**SHORT TASK:** Rewrite the listing from the line containing "Objective — one point per instance of the crossed" through the end of the listing, swapping "crossed arm" for "folded arm" and keeping everything else the same.

**GIVEN DATA:**
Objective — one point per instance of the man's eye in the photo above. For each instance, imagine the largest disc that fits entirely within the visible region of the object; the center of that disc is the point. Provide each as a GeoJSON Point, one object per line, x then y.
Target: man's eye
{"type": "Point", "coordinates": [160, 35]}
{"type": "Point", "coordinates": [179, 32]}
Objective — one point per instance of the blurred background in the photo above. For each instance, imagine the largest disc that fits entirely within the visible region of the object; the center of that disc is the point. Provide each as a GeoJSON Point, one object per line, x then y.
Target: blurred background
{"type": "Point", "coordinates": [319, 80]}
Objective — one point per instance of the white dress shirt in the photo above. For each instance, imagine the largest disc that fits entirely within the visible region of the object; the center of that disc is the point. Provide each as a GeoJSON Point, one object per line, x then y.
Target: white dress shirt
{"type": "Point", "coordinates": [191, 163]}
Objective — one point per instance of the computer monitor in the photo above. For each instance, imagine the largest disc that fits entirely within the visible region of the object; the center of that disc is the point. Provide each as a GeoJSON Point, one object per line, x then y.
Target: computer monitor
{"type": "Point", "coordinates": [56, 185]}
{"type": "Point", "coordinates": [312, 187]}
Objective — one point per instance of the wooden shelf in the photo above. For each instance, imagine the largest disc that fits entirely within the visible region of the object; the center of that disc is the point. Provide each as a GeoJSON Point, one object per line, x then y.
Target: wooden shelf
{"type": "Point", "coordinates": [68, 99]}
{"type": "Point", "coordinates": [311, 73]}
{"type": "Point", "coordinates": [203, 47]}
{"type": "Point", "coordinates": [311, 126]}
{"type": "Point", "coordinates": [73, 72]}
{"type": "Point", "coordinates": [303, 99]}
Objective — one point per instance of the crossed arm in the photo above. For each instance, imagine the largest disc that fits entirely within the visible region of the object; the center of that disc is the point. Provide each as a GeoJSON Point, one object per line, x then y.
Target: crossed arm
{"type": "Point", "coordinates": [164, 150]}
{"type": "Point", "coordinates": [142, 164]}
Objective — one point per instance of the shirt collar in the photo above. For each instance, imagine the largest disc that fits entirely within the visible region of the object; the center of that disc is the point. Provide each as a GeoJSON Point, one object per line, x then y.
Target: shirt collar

**OUTPUT FOR THIS TASK:**
Objective — one point per instance of the folded arm in the photo above. For each instance, imagine the largest disc that fits entirely within the visible region of the object; the center of that disc is the point. Provide each as a GeoJSON Point, one object per line, x then y.
Target: folded arm
{"type": "Point", "coordinates": [164, 150]}
{"type": "Point", "coordinates": [142, 164]}
Objective — one point per instance of the shirt collar in the photo above. For each instance, imagine the largest disc that fits entirely within the visible region of the object; the center of that disc is the point. Provide each as a GeoJSON Point, one object per line, x then y.
Target: shirt collar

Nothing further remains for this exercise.